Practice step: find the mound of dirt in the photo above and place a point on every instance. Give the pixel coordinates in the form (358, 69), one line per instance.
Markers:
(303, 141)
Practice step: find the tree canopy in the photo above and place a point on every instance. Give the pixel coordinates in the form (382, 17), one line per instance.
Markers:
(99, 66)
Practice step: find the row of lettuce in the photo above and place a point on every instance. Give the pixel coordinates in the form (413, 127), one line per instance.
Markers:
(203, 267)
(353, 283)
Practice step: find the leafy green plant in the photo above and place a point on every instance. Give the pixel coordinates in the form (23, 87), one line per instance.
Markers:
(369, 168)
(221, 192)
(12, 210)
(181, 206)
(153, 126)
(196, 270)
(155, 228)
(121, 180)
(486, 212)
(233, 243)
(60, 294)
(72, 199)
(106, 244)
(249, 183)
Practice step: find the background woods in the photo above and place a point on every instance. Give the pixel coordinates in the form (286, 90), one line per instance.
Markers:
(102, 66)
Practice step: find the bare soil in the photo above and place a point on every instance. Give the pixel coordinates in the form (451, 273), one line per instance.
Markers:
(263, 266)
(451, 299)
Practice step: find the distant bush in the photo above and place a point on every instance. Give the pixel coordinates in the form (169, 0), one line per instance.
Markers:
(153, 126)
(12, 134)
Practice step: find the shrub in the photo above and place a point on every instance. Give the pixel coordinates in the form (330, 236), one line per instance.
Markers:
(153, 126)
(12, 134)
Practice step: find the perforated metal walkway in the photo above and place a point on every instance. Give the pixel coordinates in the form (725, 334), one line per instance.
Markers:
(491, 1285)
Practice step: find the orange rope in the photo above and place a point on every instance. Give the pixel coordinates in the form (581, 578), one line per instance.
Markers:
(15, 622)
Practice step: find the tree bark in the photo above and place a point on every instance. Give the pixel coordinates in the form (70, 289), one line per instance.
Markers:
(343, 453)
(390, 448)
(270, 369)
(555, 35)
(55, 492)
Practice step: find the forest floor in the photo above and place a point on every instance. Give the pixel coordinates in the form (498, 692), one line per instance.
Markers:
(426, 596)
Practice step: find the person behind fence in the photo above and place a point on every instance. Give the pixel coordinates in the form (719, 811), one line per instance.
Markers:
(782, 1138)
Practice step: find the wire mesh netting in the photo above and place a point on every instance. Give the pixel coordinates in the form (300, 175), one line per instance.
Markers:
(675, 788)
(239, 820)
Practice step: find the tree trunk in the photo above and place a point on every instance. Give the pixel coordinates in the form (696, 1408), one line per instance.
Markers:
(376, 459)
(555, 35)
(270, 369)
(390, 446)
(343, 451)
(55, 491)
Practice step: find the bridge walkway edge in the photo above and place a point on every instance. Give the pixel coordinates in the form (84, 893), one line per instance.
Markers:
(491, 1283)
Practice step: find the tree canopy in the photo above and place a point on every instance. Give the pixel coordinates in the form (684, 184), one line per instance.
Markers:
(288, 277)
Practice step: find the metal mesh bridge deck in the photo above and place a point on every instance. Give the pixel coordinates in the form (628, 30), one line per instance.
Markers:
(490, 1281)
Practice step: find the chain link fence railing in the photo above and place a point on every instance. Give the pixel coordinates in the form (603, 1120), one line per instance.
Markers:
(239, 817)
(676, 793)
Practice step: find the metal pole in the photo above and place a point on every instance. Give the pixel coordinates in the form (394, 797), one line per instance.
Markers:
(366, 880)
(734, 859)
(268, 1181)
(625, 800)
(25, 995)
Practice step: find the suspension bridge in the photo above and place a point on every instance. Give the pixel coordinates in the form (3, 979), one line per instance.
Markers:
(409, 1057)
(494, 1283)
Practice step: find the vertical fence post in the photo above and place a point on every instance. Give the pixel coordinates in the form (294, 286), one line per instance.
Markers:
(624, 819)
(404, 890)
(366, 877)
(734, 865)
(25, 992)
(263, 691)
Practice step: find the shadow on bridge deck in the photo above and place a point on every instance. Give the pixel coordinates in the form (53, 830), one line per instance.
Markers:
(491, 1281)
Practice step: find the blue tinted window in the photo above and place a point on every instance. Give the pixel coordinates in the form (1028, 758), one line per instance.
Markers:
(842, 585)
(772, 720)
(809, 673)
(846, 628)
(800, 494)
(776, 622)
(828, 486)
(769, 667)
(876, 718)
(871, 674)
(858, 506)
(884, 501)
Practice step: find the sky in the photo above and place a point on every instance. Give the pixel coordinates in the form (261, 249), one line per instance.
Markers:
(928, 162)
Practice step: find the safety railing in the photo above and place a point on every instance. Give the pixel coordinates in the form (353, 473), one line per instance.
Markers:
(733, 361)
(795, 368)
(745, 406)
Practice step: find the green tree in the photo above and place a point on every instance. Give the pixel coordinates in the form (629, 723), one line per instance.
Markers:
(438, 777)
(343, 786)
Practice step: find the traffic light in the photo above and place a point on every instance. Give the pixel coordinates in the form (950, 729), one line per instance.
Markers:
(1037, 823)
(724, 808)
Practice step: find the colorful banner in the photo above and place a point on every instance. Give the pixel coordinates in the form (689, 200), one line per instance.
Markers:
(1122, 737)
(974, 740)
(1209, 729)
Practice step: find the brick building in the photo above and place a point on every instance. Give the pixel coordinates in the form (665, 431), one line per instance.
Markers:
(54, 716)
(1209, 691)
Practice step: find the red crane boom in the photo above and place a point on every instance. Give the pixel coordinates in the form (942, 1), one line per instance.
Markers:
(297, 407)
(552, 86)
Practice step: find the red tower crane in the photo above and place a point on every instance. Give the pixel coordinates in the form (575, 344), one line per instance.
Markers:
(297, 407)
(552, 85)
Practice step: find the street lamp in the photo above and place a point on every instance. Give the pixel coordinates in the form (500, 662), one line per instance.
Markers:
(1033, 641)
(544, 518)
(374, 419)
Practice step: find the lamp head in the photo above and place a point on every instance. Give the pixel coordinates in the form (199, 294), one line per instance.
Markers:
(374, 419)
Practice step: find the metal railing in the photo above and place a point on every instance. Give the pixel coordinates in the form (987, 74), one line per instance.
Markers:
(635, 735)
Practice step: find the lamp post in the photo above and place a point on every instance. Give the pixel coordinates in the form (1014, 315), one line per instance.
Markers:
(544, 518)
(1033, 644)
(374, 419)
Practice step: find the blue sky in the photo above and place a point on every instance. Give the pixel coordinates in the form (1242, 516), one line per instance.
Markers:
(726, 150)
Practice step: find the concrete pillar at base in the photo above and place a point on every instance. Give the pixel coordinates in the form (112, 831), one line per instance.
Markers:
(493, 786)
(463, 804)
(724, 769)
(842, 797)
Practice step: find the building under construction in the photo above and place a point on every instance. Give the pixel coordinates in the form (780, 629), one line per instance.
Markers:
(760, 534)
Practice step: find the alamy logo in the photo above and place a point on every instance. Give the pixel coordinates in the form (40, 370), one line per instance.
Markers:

◆ Problem to solve ◆
Quote every one of the records above word for word, leaving nothing out.

◆ Finished task ◆
Practice step: find the mound of dirt in the photo above and place a point on every instance. Give the pixel coordinates in the form (358, 69), one line per instance.
Markers:
(303, 141)
Practice step: find the tree canopy in the photo above and place a point on every instance. Give the pixel coordinates in the form (382, 17), one line per instance.
Markers:
(99, 66)
Practice step: find the row of lettuce in the photo above and place a point on every instance. Give the pixel coordinates in the form (413, 127), one line per instance.
Markers:
(203, 267)
(353, 283)
Practice step: find the leafy green plant in the photo above and place a point on every instance. Give the pixel coordinates in the form (23, 87), one line per instance.
Markers:
(369, 168)
(221, 192)
(12, 210)
(181, 206)
(153, 126)
(196, 270)
(155, 228)
(121, 180)
(486, 212)
(233, 243)
(60, 294)
(72, 199)
(106, 244)
(249, 183)
Practice step: find the background woods in the photo above and place a point on every instance. Give the pixel coordinates in the form (286, 90), one line per instance.
Markers:
(102, 66)
Practice step: find the bare soil in the photo above and place a point on every instance. Give the pixel coordinates in the form (451, 273), one line per instance.
Markers:
(263, 266)
(451, 299)
Practice step: find the distant bush in the photo above and place a point on every instance. Give the pixel coordinates in the form (169, 0), one line per instance.
Markers:
(153, 126)
(12, 134)
Practice step: find the shrub in the photo above and place a point on every instance. Give the pixel coordinates in the form (330, 236), one line per instance.
Markers:
(153, 126)
(12, 134)
Practice step: find the perforated metal walkway in the photo above and place a point on every instance. Give the pixel coordinates in the form (725, 334), one line per instance.
Markers:
(491, 1285)
Practice step: find the orange rope in the photo above and place a point on every instance. Give the pixel coordinates in the form (581, 578), one line per instance.
Markers:
(15, 622)
Practice step: find the tree bark in the photo above and place a point on every instance. Give the pixel coordinates in the form (70, 289), one line per instance.
Markers:
(343, 453)
(390, 448)
(270, 369)
(555, 35)
(55, 492)
Practice step: find the forest floor in the photo above and place a point on every instance. Give the pixel coordinates in the form (498, 692), one line per instance.
Markers:
(426, 596)
Practice step: find the person behind fence in the photo above and place a point on every instance. Give the pixel coordinates in the form (719, 811), one line per instance.
Markers:
(782, 1138)
Practice step: find the wire mesh netting in the photo above and place a point on every instance. Give the pixel coordinates in the form (300, 175), one line per instance.
Markers:
(675, 788)
(239, 820)
Practice step: find the tree trunk in the photo above and place a point on every instance. Give the pixel coordinates in the form (696, 1408), one line per instance.
Markers:
(376, 459)
(555, 35)
(270, 369)
(390, 446)
(343, 451)
(55, 491)
Practice step: find the bridge walkway edge in the photo above and place a point on every instance. Give the pixel coordinates in the form (84, 893), one line per instance.
Markers:
(491, 1283)
Practice step: find the tree canopy in the photo above and place a point on every instance. Give the pixel coordinates in the form (684, 184), one line per instance.
Markers:
(288, 277)
Practice step: find the metal mesh bridge deck in the photo above and place a point on every instance. Give the pixel coordinates in the form (628, 30), one line per instance.
Markers:
(490, 1281)
Practice step: find the chain link fence railing in the photo above and place a point on every instance. Give the pixel coordinates in the form (603, 1120), one line per instance.
Markers:
(239, 817)
(676, 793)
Practice step: find the metal pole in the photo above and place a point on every instance. Give the pixel coordinates in the form (394, 797), one line per instance.
Markers:
(366, 880)
(734, 859)
(268, 1181)
(625, 800)
(25, 995)
Practice step: find the suspension bridge in the photo above and place a point on every instance. Give the pixel coordinates in the form (3, 979), one line per instance.
Markers:
(409, 1057)
(494, 1283)
Practice step: find the vertical fence post in the photo above and place a point on every instance. Give the pixel coordinates in the form (294, 286), one line per instance.
Markers:
(624, 819)
(404, 890)
(366, 877)
(734, 865)
(25, 992)
(263, 691)
Practice step: find the shadow on bridge deck in the photo above and place a point on every instance. Give the pixel coordinates in the form (53, 830), one line per instance.
Markers:
(491, 1281)
Practice step: find the blue tinted window in the photo above and place a point on every instance. Give the pixel coordinates in the form (1028, 758), one line per instance.
Markers:
(842, 585)
(772, 720)
(809, 673)
(846, 628)
(800, 494)
(776, 622)
(828, 486)
(769, 667)
(876, 718)
(871, 674)
(858, 506)
(884, 501)
Practice step: find the sky in the photo above and place a point on every instance. Give the pixel coordinates in the form (261, 249), one line per instance.
Markers:
(928, 162)
Practice step: find the safety railing in the photo above and place a point on every instance. Give the pixel coordinates in the form (353, 473), one line per instance.
Markers:
(733, 361)
(795, 368)
(745, 406)
Practice step: find the green tree in the photo above and place a point on every instance. Give the pixel coordinates in the form (629, 723), one line per instance.
Markers:
(438, 777)
(343, 786)
Practice step: find the traffic light in the photo above and place a point on every instance. Give the pixel coordinates in the form (950, 729), one line per instance.
Markers:
(1037, 823)
(724, 808)
Practice step: find the colorful banner in the photo above and place a point on every instance. Give the pixel coordinates in the form (689, 200), one line per instance.
Markers:
(1122, 737)
(974, 740)
(1209, 729)
Practice step: find the brick building in the photo above and place a point on every instance. Give the pixel coordinates in the form (665, 431), one line per instance.
Markers:
(54, 716)
(1209, 691)
Practice step: find the red crane boom in the photo above and place a point on every instance. Give the pixel coordinates in the form (942, 1), one line per instance.
Markers:
(297, 407)
(552, 86)
Practice step: find the red tower crane in the photo above and place a point on every instance. Give the pixel coordinates in the form (575, 344), one line per instance.
Markers:
(297, 407)
(552, 85)
Practice step: find the street lamp in the photo above and place a point on every instance. Give the pixel coordinates in the form (500, 662), one line per instance.
Markers:
(1033, 641)
(544, 518)
(374, 419)
Practice step: find the lamp head in the photo above and place a point on every instance. Give the pixel coordinates in the form (199, 294), one line per instance.
Markers:
(374, 419)
Practice step: find the metal railing in the photo above and place a point on every instance. Give the pixel coordinates in the form (987, 74), one line per instance.
Markers:
(635, 735)
Practice step: find the lamp post in the photo above and place a point on every instance. Give the pixel coordinates in the form (1014, 315), one line per instance.
Markers:
(544, 518)
(1033, 644)
(374, 419)
Practice step: find the blue sky in the photo above and place a point on every instance. Give the pixel coordinates in the form (1242, 516), one line per instance.
Markers:
(726, 150)
Practice step: find the concrete pillar at base in the photo above and place a point on every instance. Give the pixel coordinates in the form (112, 831), one line per instance.
Markers:
(493, 786)
(463, 804)
(724, 769)
(842, 797)
Practice step: find the building under construction in the photo above and place a point on every instance. Give the pixel coordinates in the form (780, 629), one line per instance.
Markers:
(760, 534)
Practice step: find the alamy logo in the photo above and place a point on every instance. Give the pixel coordinates in the form (40, 370), one line per instance.
Markers:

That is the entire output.